Items from a data source
<<<<

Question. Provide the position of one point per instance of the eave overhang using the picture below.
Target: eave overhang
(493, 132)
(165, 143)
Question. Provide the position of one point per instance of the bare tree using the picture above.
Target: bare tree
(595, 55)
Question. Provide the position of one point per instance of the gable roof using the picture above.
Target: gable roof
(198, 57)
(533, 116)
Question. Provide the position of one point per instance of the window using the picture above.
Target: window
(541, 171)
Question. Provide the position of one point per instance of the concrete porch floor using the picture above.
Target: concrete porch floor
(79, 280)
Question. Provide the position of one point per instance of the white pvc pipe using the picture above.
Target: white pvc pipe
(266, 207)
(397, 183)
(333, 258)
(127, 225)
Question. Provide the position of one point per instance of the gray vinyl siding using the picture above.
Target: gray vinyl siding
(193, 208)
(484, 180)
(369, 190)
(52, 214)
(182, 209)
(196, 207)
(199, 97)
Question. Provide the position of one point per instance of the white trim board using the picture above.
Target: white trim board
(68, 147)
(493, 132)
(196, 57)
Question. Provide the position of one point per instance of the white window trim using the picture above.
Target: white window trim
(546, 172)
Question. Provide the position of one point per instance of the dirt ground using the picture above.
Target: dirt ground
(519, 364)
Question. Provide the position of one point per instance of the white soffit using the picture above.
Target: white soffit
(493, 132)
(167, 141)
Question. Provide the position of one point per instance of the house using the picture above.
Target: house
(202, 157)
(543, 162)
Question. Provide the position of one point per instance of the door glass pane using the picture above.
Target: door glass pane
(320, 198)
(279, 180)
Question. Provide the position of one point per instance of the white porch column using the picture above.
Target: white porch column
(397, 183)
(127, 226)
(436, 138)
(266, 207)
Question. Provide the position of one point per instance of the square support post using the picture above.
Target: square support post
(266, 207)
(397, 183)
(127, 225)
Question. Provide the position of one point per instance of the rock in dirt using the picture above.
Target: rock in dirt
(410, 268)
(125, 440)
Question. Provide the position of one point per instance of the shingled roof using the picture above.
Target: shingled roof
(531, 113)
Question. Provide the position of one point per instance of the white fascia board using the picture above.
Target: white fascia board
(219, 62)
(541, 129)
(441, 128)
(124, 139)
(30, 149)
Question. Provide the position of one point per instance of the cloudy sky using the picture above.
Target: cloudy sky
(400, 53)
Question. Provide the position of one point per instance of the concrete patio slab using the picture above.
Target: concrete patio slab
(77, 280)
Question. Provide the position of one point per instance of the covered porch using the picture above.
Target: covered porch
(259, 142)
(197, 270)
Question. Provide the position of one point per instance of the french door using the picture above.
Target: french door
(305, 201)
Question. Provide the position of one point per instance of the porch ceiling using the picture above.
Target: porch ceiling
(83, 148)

>>>>

--- To do ---
From the records above, extract every entry exactly as given.

--- Result of the task ---
Question. Provide the position of one point per instance of the eave overhang using the picture below.
Target: eave overhang
(493, 132)
(165, 143)
Question. Provide the position of one point per instance of the bare tree using the picture above.
Target: bare tree
(595, 55)
Question. Provide the position of one point per instance of the gable roof using the picture above.
Target: gable roof
(198, 57)
(533, 116)
Question. Provide the position of one point per instance of the window using the picture above.
Target: window
(541, 171)
Question. Provide the position of one point per instance of the concrete porch floor using the picture above.
Target: concrete porch floor
(79, 280)
Question. Provide the position of one point per instance of the white pvc pipe using the picture above.
Target: white pvc pipe
(266, 207)
(397, 183)
(333, 258)
(127, 225)
Question. Provide the position of one point per instance of the gray vinyl siding using the picture above.
Target: gray vinyl siding
(193, 208)
(484, 180)
(369, 190)
(52, 214)
(182, 209)
(196, 207)
(199, 97)
Question. Provide the position of one point per instance of the white trim board using the picture above.
Target: white trim board
(68, 147)
(493, 132)
(196, 57)
Question. Provide the position of one point per instance of the white window trim using the picture above.
Target: white window trim
(546, 172)
Question. Provide the position of one point per instance of the dirt ground using the picture above.
Target: dirt ground
(519, 364)
Question. Provide the position of one point per instance of the white soffit using the picture above.
Target: white soffit
(493, 132)
(167, 141)
Question. Provide the position of one point per instance of the house using the picture above.
Target: house
(202, 157)
(543, 162)
Question. Provide the position of one point per instance of the door glass pane using the picture above.
Target: door glass pane
(320, 198)
(279, 180)
Question. Provide the position of one point per instance of the white porch column using the picture above.
Target: white porch column
(397, 183)
(127, 226)
(436, 138)
(266, 207)
Question. Provide the position of one point per instance of the square support post using the picture above.
Target: square support post
(266, 207)
(397, 183)
(127, 225)
Question. Provide the position of one point per instance of the rock in dirt using the picture above.
Target: rock in dirt
(410, 268)
(125, 440)
Question. Provide the position of one point per instance of the shingled roof using the picture above.
Target: shingled roof
(531, 113)
Question. Provide the position of one point per instance of the white fascia board using the picture above.
Target: white fascia board
(219, 62)
(541, 129)
(441, 128)
(124, 139)
(30, 149)
Question. Provide the position of one point per instance of the cloudy sky using the picture above.
Target: cloudy sky
(400, 53)
Question. Provide the position of one point per instance of the concrete patio slab using the picture above.
Target: concrete patio slab
(77, 280)
Question. Provide the position of one point per instance of the covered porch using the picture above.
Target: covered porch
(259, 142)
(197, 270)
Question. Provide the position of one point per instance of the french door using the picture above.
Target: french door
(305, 201)
Question. Provide the position of one point per instance of the porch ceiling using the picture above.
Target: porch ceiling
(83, 148)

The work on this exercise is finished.